Your instructions: Rewrite all of the records below as a two-column CSV with the header columns "text" and "answer", one row per record. Put the record's text and its answer each in a single quoted field, with every line break replaced by a space.

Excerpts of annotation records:
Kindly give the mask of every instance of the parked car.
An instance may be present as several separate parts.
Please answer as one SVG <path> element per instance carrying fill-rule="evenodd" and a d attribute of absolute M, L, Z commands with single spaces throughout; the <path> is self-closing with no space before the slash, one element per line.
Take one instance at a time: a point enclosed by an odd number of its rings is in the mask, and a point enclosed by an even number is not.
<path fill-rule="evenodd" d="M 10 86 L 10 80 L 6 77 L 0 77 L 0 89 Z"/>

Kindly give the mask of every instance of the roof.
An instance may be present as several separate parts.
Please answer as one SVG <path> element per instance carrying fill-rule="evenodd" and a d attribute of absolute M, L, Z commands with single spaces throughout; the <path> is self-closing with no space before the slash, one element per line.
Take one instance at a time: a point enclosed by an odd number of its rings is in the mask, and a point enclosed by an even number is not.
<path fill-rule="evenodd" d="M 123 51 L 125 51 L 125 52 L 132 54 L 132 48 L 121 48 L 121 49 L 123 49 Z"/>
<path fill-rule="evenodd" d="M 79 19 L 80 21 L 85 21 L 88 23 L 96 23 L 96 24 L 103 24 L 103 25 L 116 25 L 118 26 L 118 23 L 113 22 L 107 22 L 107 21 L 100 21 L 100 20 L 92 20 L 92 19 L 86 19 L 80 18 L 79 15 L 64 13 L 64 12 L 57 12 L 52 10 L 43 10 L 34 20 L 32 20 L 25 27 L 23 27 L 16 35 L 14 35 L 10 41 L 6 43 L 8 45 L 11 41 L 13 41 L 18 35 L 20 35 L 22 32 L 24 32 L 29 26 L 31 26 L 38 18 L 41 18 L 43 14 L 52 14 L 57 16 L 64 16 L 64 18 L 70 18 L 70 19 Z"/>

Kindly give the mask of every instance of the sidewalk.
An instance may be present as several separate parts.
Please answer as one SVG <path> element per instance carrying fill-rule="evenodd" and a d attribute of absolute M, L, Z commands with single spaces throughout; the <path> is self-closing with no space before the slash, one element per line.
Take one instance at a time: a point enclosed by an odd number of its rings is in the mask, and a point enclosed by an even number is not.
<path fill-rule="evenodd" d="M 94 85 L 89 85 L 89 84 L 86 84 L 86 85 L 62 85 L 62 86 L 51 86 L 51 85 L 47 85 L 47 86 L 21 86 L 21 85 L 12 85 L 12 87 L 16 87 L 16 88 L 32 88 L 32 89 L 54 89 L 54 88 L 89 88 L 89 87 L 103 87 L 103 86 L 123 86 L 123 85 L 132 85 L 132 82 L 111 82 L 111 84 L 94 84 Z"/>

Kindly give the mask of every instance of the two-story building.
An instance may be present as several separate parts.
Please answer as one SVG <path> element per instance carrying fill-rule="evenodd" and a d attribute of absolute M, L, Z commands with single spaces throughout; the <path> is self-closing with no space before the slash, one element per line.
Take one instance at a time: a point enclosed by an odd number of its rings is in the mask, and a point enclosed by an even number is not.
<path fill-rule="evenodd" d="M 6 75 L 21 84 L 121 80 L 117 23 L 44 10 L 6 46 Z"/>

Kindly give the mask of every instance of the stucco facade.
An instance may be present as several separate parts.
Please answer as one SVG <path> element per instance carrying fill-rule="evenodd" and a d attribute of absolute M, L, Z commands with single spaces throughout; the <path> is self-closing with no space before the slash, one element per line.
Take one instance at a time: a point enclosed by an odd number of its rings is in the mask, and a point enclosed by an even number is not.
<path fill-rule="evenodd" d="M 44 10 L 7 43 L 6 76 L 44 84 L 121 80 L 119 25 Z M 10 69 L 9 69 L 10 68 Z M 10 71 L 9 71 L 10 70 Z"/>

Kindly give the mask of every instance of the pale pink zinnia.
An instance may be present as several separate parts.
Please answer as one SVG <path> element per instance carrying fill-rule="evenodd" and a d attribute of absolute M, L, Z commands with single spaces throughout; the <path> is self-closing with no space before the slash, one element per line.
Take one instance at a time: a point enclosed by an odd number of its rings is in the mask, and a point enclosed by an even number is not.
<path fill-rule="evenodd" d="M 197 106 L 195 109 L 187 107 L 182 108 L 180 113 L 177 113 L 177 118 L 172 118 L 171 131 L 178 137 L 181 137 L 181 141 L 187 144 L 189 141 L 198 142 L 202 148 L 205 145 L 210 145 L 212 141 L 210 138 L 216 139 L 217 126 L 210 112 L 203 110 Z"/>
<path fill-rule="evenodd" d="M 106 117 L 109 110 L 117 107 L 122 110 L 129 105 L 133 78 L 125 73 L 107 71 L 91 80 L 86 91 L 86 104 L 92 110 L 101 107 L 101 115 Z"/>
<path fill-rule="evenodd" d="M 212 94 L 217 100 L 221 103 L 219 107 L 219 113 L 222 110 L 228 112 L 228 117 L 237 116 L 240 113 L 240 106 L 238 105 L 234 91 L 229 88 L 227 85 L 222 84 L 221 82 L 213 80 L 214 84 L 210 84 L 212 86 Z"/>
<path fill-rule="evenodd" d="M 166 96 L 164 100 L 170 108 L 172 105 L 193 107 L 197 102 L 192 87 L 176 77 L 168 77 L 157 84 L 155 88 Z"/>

Answer to the problem:
text,answer
"Kindly give the mask of every instance of the parked car. An instance may be present as several separate parts. Please answer as one SVG <path> element per instance carrying fill-rule=""evenodd"" and a d attribute of absolute M, L, Z commands with single spaces throughout; the <path> is self-closing with no space before the slash, one element per line. Take one instance at a time: a point enclosed by an odd number of its rings is in the mask, and a point enclosed by an even number is not.","<path fill-rule=""evenodd"" d=""M 10 86 L 10 80 L 6 77 L 0 77 L 0 89 Z""/>"
"Kindly give the mask of every instance of the roof. An instance may be present as several separate parts. Please answer as one SVG <path> element per instance carrying fill-rule=""evenodd"" and a d attribute of absolute M, L, Z commands with single spaces throughout; the <path> is self-closing with no space before the slash, one element per line. Take one instance at a time: a point enclosed by an odd number of its rings is in the mask, and a point enclosed by an even number is not.","<path fill-rule=""evenodd"" d=""M 123 51 L 125 51 L 125 52 L 132 54 L 132 48 L 121 48 L 121 49 L 123 49 Z""/> <path fill-rule=""evenodd"" d=""M 79 19 L 80 21 L 85 21 L 88 23 L 96 23 L 96 24 L 103 24 L 103 25 L 116 25 L 118 26 L 118 23 L 113 22 L 107 22 L 107 21 L 100 21 L 100 20 L 92 20 L 92 19 L 86 19 L 80 18 L 79 15 L 64 13 L 64 12 L 57 12 L 52 10 L 43 10 L 34 20 L 32 20 L 25 27 L 23 27 L 16 35 L 14 35 L 10 41 L 6 43 L 8 45 L 11 41 L 13 41 L 18 35 L 20 35 L 22 32 L 24 32 L 29 26 L 31 26 L 38 18 L 41 18 L 43 14 L 52 14 L 57 16 L 64 16 L 64 18 L 70 18 L 70 19 Z""/>"
"Kindly give the mask of every instance of the sidewalk. An instance may be present as several separate parts. Please answer as one SVG <path> element per instance carrying fill-rule=""evenodd"" and a d attribute of absolute M, L, Z commands with single spaces throughout; the <path> is self-closing with no space before the slash, one element per line. Take one instance at a time: a point enclosed by an odd number of its rings is in the mask, and a point enclosed by an even number is not.","<path fill-rule=""evenodd"" d=""M 94 85 L 89 85 L 89 84 L 86 84 L 86 85 L 62 85 L 62 86 L 51 86 L 51 85 L 47 85 L 47 86 L 21 86 L 21 85 L 12 85 L 12 87 L 16 87 L 16 88 L 32 88 L 32 89 L 54 89 L 54 88 L 89 88 L 89 87 L 103 87 L 103 86 L 123 86 L 123 85 L 132 85 L 132 82 L 111 82 L 111 84 L 94 84 Z""/>"
"Kindly give the mask of every instance of the two-story building. An instance may be present as several separate parts. Please answer as one SVG <path> element per instance carrying fill-rule=""evenodd"" and a d attribute of absolute M, L, Z commands with single spaces throughout; the <path> is self-closing with no space before the slash, one element per line. Take one instance at a time: a point enclosed by an odd number of its rings is in the mask, and a point enclosed by an even number is not.","<path fill-rule=""evenodd"" d=""M 6 75 L 21 84 L 121 80 L 117 23 L 44 10 L 6 46 Z""/>"
"Kindly give the mask of every instance of the stucco facade. An instance may be present as several separate parts. Please answer as one SVG <path> element per instance carrying fill-rule=""evenodd"" and a d attribute of absolute M, L, Z commands with single spaces throughout; the <path> is self-closing with no space before the slash, one element per line. Take one instance at a time: a point enclosed by an odd number of its rings is in the mask, and a point enclosed by an even number is not.","<path fill-rule=""evenodd"" d=""M 44 10 L 7 43 L 6 76 L 44 84 L 121 80 L 119 25 Z M 10 69 L 9 69 L 10 68 Z M 10 71 L 9 71 L 10 70 Z""/>"
"Kindly give the mask of every instance of the pale pink zinnia. An instance may be present as several separate parts. Please answer as one SVG <path> element per instance carrying fill-rule=""evenodd"" and a d attribute of absolute M, L, Z commands with single spaces throughout; the <path> is self-closing with no space before the slash, one element per line. Take one instance at a time: a point enclosed by an odd number of its rings is in the mask, and a point enclosed by an even number is not.","<path fill-rule=""evenodd"" d=""M 197 106 L 195 109 L 187 107 L 182 108 L 180 113 L 177 113 L 177 118 L 172 118 L 171 131 L 178 137 L 181 137 L 181 141 L 187 144 L 189 141 L 198 142 L 202 148 L 205 145 L 210 145 L 212 141 L 210 138 L 216 139 L 217 126 L 210 112 L 203 110 Z""/> <path fill-rule=""evenodd"" d=""M 106 117 L 109 110 L 117 107 L 122 110 L 129 105 L 133 78 L 125 73 L 107 71 L 91 80 L 86 91 L 86 104 L 92 110 L 101 107 L 101 115 Z""/> <path fill-rule=""evenodd"" d=""M 212 94 L 217 100 L 221 103 L 219 107 L 219 113 L 222 110 L 228 112 L 228 117 L 237 116 L 240 113 L 240 106 L 238 105 L 234 91 L 229 88 L 227 85 L 222 84 L 221 82 L 213 80 L 214 84 L 210 84 L 212 86 Z""/> <path fill-rule=""evenodd"" d=""M 166 96 L 164 100 L 170 108 L 172 105 L 193 107 L 197 102 L 192 87 L 176 77 L 168 77 L 157 84 L 155 88 Z""/>"